PROBLEM TO SOLVE: Scale the rows below, from the line containing "Locate all instances of blonde" through the line containing "[226,149,337,326]", inclusive. Repeat every line in that range, requests included, and multiply each box coordinate in the answers by 1.7, rounding to whole numbers with halves rounded up.

+===+

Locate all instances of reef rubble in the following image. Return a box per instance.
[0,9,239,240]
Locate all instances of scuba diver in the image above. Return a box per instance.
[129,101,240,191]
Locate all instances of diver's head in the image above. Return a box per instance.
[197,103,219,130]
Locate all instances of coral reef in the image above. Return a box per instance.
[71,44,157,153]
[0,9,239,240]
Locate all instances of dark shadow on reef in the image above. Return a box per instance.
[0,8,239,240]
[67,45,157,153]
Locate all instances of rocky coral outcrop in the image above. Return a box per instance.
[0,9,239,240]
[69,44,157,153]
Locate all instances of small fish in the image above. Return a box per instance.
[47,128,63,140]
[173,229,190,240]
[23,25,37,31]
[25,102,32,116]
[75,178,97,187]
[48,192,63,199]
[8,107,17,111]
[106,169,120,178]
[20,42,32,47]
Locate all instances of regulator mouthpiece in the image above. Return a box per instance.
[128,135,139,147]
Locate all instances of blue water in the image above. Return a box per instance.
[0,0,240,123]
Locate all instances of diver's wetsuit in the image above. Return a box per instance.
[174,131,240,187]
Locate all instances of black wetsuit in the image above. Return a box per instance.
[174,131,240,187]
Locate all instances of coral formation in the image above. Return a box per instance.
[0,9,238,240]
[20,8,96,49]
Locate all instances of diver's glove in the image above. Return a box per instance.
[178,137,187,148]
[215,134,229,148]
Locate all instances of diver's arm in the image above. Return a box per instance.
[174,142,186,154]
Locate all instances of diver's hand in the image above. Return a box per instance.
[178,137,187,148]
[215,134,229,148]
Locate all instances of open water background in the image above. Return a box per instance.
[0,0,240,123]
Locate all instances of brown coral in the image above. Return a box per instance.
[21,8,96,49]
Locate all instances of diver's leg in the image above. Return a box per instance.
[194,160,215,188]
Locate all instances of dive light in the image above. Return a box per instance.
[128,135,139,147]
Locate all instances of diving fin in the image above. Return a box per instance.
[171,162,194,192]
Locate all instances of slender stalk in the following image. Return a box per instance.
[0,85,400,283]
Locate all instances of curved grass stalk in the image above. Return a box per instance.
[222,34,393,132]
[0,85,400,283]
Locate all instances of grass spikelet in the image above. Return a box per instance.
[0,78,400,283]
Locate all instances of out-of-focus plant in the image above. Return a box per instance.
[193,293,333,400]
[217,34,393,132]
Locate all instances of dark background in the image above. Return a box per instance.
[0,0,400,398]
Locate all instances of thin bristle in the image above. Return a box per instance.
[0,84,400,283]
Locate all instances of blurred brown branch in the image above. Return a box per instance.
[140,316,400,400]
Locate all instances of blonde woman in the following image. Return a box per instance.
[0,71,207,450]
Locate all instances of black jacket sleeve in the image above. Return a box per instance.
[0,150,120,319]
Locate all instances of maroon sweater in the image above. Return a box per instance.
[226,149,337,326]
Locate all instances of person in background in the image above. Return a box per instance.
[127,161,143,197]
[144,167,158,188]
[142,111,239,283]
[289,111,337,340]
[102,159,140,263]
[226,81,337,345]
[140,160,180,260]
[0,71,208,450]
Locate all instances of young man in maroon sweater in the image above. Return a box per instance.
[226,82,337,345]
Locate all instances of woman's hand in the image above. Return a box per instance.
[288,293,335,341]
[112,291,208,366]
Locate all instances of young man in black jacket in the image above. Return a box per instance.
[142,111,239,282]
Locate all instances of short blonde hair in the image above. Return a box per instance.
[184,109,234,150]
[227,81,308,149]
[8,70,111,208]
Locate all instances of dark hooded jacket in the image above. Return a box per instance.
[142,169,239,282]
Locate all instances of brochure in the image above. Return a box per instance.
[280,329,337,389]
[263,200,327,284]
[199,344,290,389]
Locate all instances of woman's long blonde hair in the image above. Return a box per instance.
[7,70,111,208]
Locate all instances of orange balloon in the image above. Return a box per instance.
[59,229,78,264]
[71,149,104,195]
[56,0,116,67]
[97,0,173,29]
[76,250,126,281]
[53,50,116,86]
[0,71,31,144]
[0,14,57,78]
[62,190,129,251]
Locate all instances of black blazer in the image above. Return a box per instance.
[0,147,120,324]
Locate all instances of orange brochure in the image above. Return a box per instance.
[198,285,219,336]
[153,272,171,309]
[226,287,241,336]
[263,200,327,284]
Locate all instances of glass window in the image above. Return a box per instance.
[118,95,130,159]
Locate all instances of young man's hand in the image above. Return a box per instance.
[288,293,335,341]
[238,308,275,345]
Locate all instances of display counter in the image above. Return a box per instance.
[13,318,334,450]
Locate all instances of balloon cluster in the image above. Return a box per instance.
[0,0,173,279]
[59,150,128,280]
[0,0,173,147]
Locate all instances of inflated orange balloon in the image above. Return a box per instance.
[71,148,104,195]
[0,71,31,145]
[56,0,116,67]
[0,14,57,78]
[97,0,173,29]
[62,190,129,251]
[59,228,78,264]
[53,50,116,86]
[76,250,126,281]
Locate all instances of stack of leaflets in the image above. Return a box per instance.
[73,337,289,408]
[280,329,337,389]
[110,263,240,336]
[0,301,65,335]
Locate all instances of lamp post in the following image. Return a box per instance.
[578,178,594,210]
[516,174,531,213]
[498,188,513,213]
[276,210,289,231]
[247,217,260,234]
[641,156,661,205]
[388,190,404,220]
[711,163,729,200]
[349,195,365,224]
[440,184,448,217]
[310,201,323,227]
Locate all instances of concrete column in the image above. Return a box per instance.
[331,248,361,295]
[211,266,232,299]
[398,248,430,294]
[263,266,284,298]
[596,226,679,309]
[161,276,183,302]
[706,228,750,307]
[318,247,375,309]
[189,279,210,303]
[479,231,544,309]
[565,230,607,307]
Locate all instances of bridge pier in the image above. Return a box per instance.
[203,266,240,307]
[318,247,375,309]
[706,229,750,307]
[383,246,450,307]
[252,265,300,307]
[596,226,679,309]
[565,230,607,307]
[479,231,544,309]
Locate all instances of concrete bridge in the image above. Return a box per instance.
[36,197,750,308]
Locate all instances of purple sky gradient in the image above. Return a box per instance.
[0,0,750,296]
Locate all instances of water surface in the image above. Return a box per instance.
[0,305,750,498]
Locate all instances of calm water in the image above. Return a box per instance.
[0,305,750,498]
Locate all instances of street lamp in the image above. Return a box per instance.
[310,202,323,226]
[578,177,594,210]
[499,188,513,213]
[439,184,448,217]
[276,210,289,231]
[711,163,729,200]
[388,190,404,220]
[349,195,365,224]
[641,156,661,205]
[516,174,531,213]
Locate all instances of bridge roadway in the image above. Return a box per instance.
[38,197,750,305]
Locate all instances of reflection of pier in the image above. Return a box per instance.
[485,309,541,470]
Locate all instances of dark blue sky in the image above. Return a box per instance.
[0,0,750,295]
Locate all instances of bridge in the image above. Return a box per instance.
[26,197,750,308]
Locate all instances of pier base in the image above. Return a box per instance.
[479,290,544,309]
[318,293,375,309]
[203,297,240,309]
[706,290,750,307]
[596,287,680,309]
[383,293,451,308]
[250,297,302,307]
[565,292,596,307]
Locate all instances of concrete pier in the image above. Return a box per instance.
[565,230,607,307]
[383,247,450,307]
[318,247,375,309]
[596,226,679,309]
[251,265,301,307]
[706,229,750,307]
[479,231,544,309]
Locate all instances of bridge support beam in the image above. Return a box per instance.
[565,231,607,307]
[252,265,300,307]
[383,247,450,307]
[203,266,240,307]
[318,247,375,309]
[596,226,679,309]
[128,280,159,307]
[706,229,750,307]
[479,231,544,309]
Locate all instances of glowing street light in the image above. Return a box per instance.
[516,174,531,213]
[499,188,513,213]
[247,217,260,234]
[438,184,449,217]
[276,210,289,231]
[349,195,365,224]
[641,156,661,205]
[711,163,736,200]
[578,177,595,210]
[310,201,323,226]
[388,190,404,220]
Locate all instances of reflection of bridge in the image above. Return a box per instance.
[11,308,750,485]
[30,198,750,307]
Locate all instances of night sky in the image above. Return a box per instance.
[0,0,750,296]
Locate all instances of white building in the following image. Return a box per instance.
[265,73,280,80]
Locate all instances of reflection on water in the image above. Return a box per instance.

+===+

ANSWER BELOW:
Locate all instances of blonde woman in the following image. Return a box per instance.
[0,121,352,765]
Locate all instances of black jacket sleeve in the image above. Return a box per instance.
[0,255,204,542]
Locate all instances of maroon sweater in the image above. Return a box per instance.
[384,253,573,554]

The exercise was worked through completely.